* start Extracted records *

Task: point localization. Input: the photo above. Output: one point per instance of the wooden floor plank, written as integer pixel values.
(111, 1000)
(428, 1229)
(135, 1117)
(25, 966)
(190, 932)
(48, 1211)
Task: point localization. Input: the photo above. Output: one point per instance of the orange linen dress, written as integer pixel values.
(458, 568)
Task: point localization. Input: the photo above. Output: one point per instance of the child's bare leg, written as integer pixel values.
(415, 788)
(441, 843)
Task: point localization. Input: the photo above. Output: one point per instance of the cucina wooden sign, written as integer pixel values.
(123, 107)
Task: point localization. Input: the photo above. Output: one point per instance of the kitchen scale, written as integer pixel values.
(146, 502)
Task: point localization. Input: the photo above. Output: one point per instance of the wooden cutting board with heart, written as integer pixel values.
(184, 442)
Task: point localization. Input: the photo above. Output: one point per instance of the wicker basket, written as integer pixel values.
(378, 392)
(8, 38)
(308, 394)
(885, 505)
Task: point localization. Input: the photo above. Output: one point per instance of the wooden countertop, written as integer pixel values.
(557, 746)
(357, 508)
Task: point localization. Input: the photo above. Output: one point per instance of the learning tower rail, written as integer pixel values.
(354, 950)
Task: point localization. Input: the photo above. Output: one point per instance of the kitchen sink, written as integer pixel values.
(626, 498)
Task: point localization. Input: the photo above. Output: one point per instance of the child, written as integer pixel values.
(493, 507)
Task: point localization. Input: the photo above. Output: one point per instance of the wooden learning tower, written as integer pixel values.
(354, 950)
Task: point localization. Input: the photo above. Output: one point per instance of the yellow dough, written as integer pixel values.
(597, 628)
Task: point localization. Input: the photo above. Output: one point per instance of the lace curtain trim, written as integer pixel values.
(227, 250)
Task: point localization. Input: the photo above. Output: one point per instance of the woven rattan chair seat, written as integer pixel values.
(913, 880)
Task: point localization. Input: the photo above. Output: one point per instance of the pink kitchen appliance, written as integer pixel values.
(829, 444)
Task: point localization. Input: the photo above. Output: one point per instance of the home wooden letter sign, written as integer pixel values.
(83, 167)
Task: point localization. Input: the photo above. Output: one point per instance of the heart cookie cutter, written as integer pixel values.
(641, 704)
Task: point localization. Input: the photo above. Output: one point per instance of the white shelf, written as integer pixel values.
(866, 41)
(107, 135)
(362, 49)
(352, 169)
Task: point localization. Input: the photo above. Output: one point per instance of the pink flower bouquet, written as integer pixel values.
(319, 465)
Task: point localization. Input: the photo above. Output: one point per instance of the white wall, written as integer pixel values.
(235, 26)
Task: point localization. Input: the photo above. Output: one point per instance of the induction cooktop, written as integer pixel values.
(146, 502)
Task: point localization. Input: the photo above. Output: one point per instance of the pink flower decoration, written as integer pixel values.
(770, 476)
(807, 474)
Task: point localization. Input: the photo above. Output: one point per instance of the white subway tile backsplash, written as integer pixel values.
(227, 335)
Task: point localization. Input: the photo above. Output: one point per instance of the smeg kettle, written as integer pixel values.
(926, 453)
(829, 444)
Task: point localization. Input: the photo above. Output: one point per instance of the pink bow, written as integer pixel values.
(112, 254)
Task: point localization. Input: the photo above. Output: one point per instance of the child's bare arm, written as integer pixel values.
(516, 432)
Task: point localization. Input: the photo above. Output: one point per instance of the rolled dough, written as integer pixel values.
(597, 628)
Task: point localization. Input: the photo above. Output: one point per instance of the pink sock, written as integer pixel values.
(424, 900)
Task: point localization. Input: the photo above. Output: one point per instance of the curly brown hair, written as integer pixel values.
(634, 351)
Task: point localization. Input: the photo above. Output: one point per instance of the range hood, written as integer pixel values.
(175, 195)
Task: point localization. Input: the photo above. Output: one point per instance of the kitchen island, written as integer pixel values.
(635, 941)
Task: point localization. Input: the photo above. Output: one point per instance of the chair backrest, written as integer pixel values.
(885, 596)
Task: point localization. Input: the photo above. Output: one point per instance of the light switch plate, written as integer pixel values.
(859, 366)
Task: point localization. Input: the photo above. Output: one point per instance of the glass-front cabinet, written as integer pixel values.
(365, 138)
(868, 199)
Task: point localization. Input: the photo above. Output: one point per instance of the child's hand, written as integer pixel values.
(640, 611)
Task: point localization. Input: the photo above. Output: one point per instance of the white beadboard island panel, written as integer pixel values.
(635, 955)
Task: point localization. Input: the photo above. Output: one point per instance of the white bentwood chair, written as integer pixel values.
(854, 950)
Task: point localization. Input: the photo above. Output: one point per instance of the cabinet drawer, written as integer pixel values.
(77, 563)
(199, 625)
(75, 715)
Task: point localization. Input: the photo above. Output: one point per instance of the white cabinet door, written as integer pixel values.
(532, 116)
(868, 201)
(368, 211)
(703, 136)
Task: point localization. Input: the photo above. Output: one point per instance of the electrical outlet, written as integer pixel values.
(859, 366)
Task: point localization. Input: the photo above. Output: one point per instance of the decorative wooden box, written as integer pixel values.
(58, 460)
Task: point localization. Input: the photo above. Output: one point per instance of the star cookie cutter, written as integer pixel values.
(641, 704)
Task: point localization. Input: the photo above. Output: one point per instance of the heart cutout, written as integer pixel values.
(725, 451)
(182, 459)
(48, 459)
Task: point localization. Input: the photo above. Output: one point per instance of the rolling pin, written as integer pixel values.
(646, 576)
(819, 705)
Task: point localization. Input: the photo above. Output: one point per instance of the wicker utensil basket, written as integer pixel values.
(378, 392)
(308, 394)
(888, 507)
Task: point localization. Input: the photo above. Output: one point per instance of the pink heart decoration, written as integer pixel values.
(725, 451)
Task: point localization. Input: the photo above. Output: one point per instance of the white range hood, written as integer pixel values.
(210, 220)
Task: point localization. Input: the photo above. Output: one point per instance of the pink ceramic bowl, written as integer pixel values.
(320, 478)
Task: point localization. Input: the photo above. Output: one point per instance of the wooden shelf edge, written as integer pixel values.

* end Extracted records *

Set down every record above exactly as given.

Task: point localization. Input: the photo above. Output: one point per instance of the wooden floor plank, written as integer pixel values.
(111, 1000)
(428, 1229)
(135, 1117)
(25, 966)
(190, 932)
(48, 1211)
Task: point localization. Input: the photo above. Output: one point per instance of the orange linen dress, written as integer pixel values.
(458, 568)
Task: point localization. Input: the photo above. Output: one point per instance of the child's bare leg, written as integer pixel values.
(415, 788)
(441, 843)
Task: point localization. Input: the photo above. Output: one point per instance of the cucina wooden sign, written as integer pixel values.
(123, 107)
Task: point localization. Input: the photo above. Output: one point per instance of the kitchen scale, written as integer pixel values.
(146, 502)
Task: point localization. Input: the photo above. Output: one point per instance of the wooden cutting board with heart, written as integer pixel values.
(184, 442)
Task: point localization. Input: the photo above. Output: one point per instance of the wicker basket, written as integer pixel values.
(378, 392)
(8, 38)
(308, 394)
(885, 505)
Task: point localization. Input: the photo above. Output: one point per instance of the wooden countertop, written as integer pixel values.
(557, 746)
(357, 508)
Task: point localization. Input: the photo above. Output: one point per instance of the learning tower rail, written as integer pixel values.
(354, 950)
Task: point localization. Input: the photo above. Output: one point per instance of the kitchen sink, written as integer pixel values.
(626, 498)
Task: point localization. Input: the photo above. Output: one point per instance of the child, written as integer pixel values.
(493, 507)
Task: point localization. Input: the photo above. Output: one point per instance of the wooden learning tower, written as integer pixel values.
(354, 950)
Task: point localization. Input: the photo above. Output: one point per instance of the yellow dough, written as integer pixel values.
(597, 628)
Task: point localization. Input: the photo above. Output: one point per instance of the lace curtain trim, written as integer pixel values.
(227, 250)
Task: point localization. Input: the photo above. Output: one point per instance of the woven rattan chair seat, written as integer pixel values.
(913, 880)
Task: point localization. Input: the photo above. Output: one point per instance of the pink kitchen appliance, written as integer pixel values.
(829, 444)
Task: point localization. Input: the photo above. Output: one point per instance of the home wooden letter sign, written as integer pixel values.
(83, 167)
Task: point localization. Input: the photo above. Output: one point per instance of the heart cookie cutter, written as integer pixel values.
(641, 704)
Task: point localization. Input: the photo above. Output: one point per instance of the white shelf, written as integer pixel values.
(866, 41)
(107, 135)
(362, 49)
(352, 169)
Task: point localization. Input: the photo above. Output: one point per instance of the pink flower bouquet, written as integer pixel values.
(319, 465)
Task: point localization. Input: the photo above. Output: one point per instance of the white wall, written as integer pixel values.
(235, 26)
Task: point localization. Input: the photo above. Output: one point per instance of the induction cooktop, written as integer pixel values.
(146, 502)
Task: point localization. Input: the photo above. Output: one point per instance of the pink flower decoration, written as integer pixel values.
(770, 476)
(807, 474)
Task: point localization. Input: the photo above. Output: one point per instance of the white subway tile backsplash, written as integer pixel values.
(227, 335)
Task: point localization. Input: the photo above. Output: one point per instance of the smeg kettle, written as integer pixel values.
(926, 453)
(829, 444)
Task: point localization. Input: the photo above. Output: one point per instance of the pink bow, written as integer pixel values.
(112, 254)
Task: point localization. Input: the photo above. Output: one point per instance of the child's bare arm, written as integer pixel values.
(516, 432)
Task: point localization. Input: the photo above. Output: one point per instance of the rolled dough, written as integer pixel values.
(597, 628)
Task: point localization. Input: the photo above. Output: one point per instance of the pink sock, written as integer pixel values.
(424, 900)
Task: point localization. Input: the photo above. Output: one point per instance of the curly brown hair, written as integer pixel values.
(634, 351)
Task: point localization. Input: the photo above. Output: one point per instance of the range hood, written as integer pixel values.
(175, 195)
Task: point localization. Input: the photo above. Output: one point per instance of the kitchen island, written as integer pixel values.
(635, 941)
Task: point localization. Input: the photo above. Output: one point per instance of the chair backrest, written as integer pixel values.
(885, 596)
Task: point localization. Input: the photo above. Output: one point per instance of the light switch plate, written as integer pixel values.
(859, 366)
Task: point localization. Input: the photo above. Output: one point per instance of the glass-front cabinet, written as integer pixel values.
(365, 138)
(868, 199)
Task: point localization. Input: the photo above. Output: one point per instance of the child's hand, written as integer pixel values.
(640, 611)
Task: point localization. Input: the photo above. Output: one point per instance of the white beadboard island panel, written as integer pixel values.
(635, 955)
Task: point localization. Input: the photo above. Output: one point per instance of the white bentwood chair, written as integer pixel values.
(854, 950)
Task: point localization. Input: the photo above. Output: one point per instance of the cabinet drawer, written as integer pixel values.
(77, 563)
(199, 625)
(75, 715)
Task: point localization. Input: the photo above. Output: one point per instance of the white cabinet door, written as integer pixel values.
(532, 116)
(868, 201)
(368, 211)
(703, 136)
Task: point localization. Input: the photo above. Output: one point per instance of the electrical outlet, written as integer pixel values.
(859, 366)
Task: point localization. Input: the photo above. Output: one point per instance of the decorative wooden box, written as integer pixel values.
(58, 460)
Task: point localization. Input: the photo above. Output: one point per instance of the star cookie cutter, written as integer pixel values.
(641, 704)
Task: point localization. Input: the photo above. Output: one point per instance of the heart cutout, written as integer pixel values.
(725, 451)
(182, 459)
(48, 459)
Task: point localization. Input: the photo above. Output: one point per instance of the rolling pin, written as integer pixel values.
(646, 576)
(819, 705)
Task: point localization. Input: the photo above. Output: one point per instance of the wicker utensil basket, written as integer pixel values.
(378, 392)
(308, 394)
(888, 507)
Task: point localization. Input: the photo above. Output: one point per instance of the pink heart decoration, written as integer pixel values.
(725, 451)
Task: point localization. Input: the photo above. Output: one point per instance of the white range hood, written as integer pixel values.
(210, 220)
Task: point localization. Input: the photo above. Output: one point per instance of the pink ceramic bowl, written as integer pixel values.
(320, 478)
Task: point localization. Input: the photo above. Output: one point per instance of the wooden shelf edge, written as integer pixel values.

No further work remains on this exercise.